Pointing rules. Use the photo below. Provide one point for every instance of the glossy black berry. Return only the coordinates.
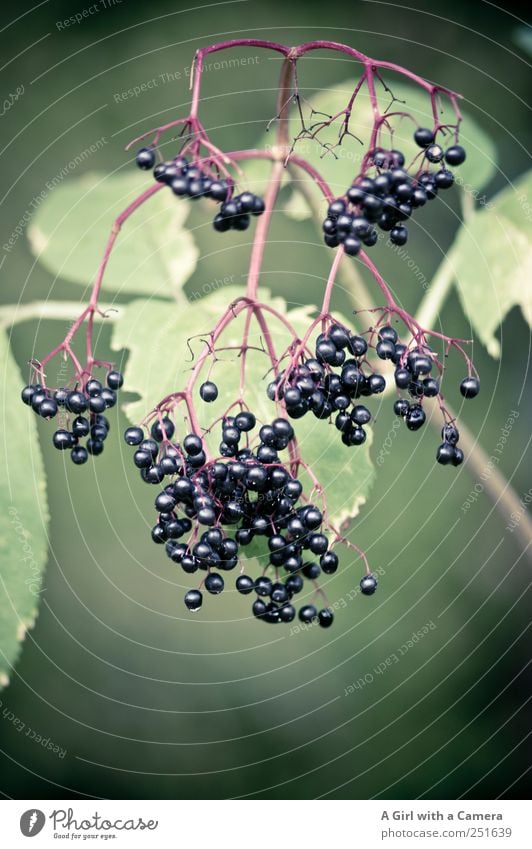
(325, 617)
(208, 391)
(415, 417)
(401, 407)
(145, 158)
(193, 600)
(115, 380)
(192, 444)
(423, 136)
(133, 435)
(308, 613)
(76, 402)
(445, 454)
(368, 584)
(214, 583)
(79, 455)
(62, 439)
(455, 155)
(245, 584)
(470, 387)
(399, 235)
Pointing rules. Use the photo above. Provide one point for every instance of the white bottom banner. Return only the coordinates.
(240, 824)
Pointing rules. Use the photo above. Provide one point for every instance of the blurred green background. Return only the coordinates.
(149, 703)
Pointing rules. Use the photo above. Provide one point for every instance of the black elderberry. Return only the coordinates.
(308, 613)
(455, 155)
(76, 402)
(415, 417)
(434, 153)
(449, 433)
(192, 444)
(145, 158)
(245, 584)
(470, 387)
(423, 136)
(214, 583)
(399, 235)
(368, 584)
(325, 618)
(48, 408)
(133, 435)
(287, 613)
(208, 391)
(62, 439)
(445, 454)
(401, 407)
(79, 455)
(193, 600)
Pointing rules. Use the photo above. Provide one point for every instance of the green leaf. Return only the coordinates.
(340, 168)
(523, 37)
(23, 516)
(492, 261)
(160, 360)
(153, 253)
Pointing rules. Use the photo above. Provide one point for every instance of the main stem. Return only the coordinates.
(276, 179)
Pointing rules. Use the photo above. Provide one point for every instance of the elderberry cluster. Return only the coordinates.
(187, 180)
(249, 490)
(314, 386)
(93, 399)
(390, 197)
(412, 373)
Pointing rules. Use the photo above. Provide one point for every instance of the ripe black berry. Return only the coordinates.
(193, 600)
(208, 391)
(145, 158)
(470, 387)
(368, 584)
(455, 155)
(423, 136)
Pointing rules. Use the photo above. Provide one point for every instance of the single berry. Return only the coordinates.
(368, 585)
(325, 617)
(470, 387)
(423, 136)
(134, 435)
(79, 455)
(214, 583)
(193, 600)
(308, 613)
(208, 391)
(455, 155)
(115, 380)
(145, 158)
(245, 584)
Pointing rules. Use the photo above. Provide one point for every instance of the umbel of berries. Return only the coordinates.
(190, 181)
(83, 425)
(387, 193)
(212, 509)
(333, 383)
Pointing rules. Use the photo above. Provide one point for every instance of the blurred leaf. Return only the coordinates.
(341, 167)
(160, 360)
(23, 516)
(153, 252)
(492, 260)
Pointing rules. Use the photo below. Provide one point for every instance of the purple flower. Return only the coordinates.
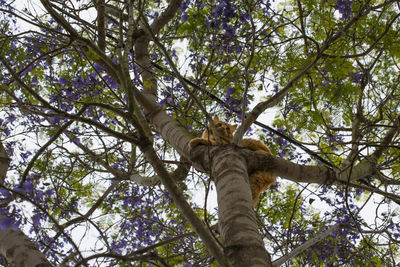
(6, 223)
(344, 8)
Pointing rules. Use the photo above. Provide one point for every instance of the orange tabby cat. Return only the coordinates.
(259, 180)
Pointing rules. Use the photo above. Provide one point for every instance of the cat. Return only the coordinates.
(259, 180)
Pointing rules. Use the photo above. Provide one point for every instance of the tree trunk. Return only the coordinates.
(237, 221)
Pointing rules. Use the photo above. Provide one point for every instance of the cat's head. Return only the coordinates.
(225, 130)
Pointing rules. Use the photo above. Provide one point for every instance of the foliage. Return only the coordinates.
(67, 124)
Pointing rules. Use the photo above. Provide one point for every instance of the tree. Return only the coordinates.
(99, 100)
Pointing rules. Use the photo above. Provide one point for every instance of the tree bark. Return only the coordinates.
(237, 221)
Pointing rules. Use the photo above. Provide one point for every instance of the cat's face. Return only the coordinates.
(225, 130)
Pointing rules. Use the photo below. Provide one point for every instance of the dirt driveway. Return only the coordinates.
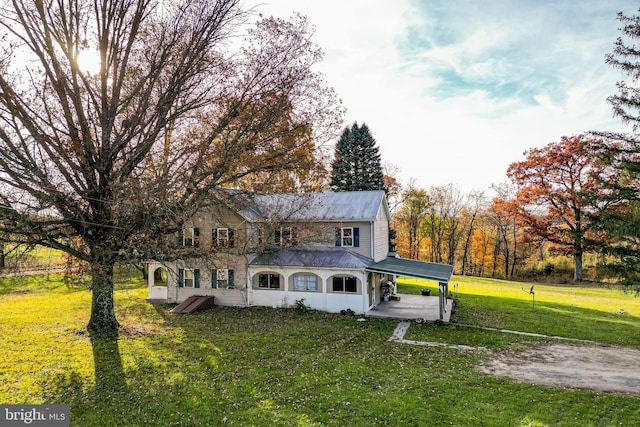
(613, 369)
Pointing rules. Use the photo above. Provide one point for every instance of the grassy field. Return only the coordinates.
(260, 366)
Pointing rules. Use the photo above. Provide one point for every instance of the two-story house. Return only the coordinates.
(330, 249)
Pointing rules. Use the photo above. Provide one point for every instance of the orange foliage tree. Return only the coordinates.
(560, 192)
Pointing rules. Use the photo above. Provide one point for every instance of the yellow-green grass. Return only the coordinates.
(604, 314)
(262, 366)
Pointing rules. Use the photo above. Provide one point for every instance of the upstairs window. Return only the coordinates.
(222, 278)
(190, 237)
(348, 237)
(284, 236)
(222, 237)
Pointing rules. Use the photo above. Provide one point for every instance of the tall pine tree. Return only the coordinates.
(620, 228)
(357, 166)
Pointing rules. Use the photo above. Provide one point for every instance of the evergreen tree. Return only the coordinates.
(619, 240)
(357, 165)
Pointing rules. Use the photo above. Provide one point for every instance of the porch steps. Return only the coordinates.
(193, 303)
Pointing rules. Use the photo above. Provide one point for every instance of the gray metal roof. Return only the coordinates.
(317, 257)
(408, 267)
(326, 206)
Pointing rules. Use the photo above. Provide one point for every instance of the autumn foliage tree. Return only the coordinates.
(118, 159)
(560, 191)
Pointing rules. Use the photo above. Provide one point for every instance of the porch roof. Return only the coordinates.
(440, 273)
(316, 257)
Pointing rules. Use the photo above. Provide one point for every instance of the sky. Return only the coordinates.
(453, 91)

=-=-=

| Problem to solve |
Switch every "instance" in the material above to "occurrence" and write out all of the material again with nothing else changed. Leave the pictures out.

| Solution to this problem |
Pointing rules. Use the photo below. Provide one point for every occurrence of the glossy black berry. Return only the coordinates.
(325, 617)
(208, 391)
(415, 417)
(401, 407)
(145, 158)
(193, 600)
(115, 380)
(192, 444)
(423, 136)
(133, 435)
(308, 613)
(76, 402)
(445, 454)
(368, 584)
(214, 583)
(79, 455)
(62, 439)
(455, 155)
(245, 584)
(470, 387)
(399, 235)
Pointing rules. Use the photo above. Provide one point for every occurrence of the white bottom banner. Return only the coordinates.
(240, 824)
Pointing rules. Use the photo above. Provide one point for every occurrence of the blurred green background. Return only the coordinates.
(149, 703)
Pointing rules. Use the photo above. Provide one point for every occurrence of the black elderberry. Return only the coordinates.
(308, 613)
(455, 155)
(76, 402)
(415, 417)
(434, 153)
(449, 433)
(192, 444)
(145, 158)
(245, 584)
(470, 387)
(423, 136)
(214, 583)
(399, 235)
(368, 584)
(325, 618)
(48, 408)
(133, 435)
(287, 613)
(208, 391)
(62, 439)
(445, 454)
(401, 407)
(79, 455)
(193, 600)
Pointing rules. Use the photo above. Provide one point for every occurrence of the green leaf. Return only the coordinates.
(340, 168)
(523, 37)
(23, 516)
(492, 261)
(160, 360)
(153, 253)
Pointing rules. Use the photo above. Provide one point for every occurrence of the main stem. Return only the coordinates.
(276, 179)
Pointing rules. Use the photo above. Provide one point for every occurrence of the elderberry cluster. Return only the coordinates.
(187, 180)
(249, 490)
(314, 386)
(93, 399)
(390, 197)
(412, 373)
Pointing rules. Use the photo above. Provide one point for every occurrence of the ripe black berry. Return only the coordinates.
(193, 600)
(208, 391)
(145, 158)
(470, 387)
(368, 584)
(455, 155)
(423, 136)
Pointing rules. Use the photo above. Provide one point for every occurrence of the single berry. Return only the coordinates.
(368, 585)
(325, 617)
(470, 387)
(423, 136)
(134, 435)
(79, 455)
(214, 583)
(193, 600)
(308, 613)
(208, 391)
(455, 155)
(115, 380)
(145, 158)
(245, 584)
Pointing rules. Use the photo above. Provide one point for every occurrence of the umbel of berries. Return only the coordinates.
(190, 181)
(83, 425)
(387, 193)
(212, 509)
(333, 383)
Pointing rules. Use the photo above. Provide one point for every occurrence of the blurred leaf. Return only the coordinates.
(341, 167)
(160, 360)
(23, 516)
(153, 252)
(492, 260)
Pointing rules. Use the photo below. Provide one point for every occurrence of the purple flower. Return only the coordinates.
(6, 223)
(344, 8)
Pointing rules. Use the photo above. Provide one point for every occurrence of the orange tabby cat. Return only the coordinates.
(259, 180)
Pointing rules. Use the photo above. Provide one point for every occurrence of the cat. Return only the coordinates.
(259, 180)
Pointing rules. Use the photo above. Provide one point for every occurrence of the tree trunk. Return only the coordinates.
(237, 221)
Pointing rules. Use the photo above. Provide one point for every occurrence of the cat's head. Return only the coordinates.
(225, 130)
Pointing rules. Use the photo above. Provide one point for every occurrence of the foliage. Return only the coordinates.
(67, 124)
Pointing rules. Use the photo above. Provide one point for every occurrence of the tree. Return only the coordinates.
(99, 100)
Pointing rules. Use the photo above. Provide one point for every occurrence of the tree bark. Return only the coordinates.
(237, 221)
Pointing rules. Use the photo above. Provide one point for every occurrence of the cat's face. Return only the coordinates.
(225, 130)
Pointing rules. Use the photo below. Provide one point for every occurrence of the dirt driveway. Return only the coordinates.
(613, 369)
Pointing rules. Use the photo above. Provide one point for every occurrence of the grassy field. Return only the coordinates.
(260, 366)
Pointing rules. Use the photo above. Provide one point for every occurrence of the two-story house. Return only the coordinates.
(330, 249)
Pointing rules. Use the photo above. Provide one point for every occurrence of the orange foliage tree. Return only the coordinates.
(560, 192)
Pointing rules. Use the photo above. Provide one point for every occurrence of the yellow-green grass. Return only the coordinates.
(604, 314)
(262, 366)
Pointing rules. Use the photo above. Provide one point for every occurrence of the upstairs window. Return only the coordinates.
(222, 278)
(190, 237)
(348, 237)
(284, 236)
(222, 237)
Pointing rules. Use the photo above. Provide one point for every occurrence of the tall pine tree. Return only the coordinates.
(620, 228)
(357, 166)
Pointing rules. Use the photo above. Provide one point for every occurrence of the evergreen tree. Return only the coordinates.
(619, 240)
(357, 165)
Pointing rules. Use the photo above. Provide one point for every occurrence of the porch steps. Return only the coordinates.
(193, 303)
Pointing rules. Use the photo above. Provide one point for every occurrence of the gray metal roof. Return only the coordinates.
(317, 257)
(408, 267)
(326, 206)
Pointing rules. Use the photo above. Provide one point for every occurrence of the autumn foliage tree. Return only the coordinates.
(118, 159)
(560, 191)
Pointing rules. Use the photo above. Provide one point for every occurrence of the porch roof. Return only the coordinates.
(440, 273)
(316, 257)
Pointing rules. Use the photo above. Provide one point for every occurrence of the sky. Return only the coordinates.
(453, 91)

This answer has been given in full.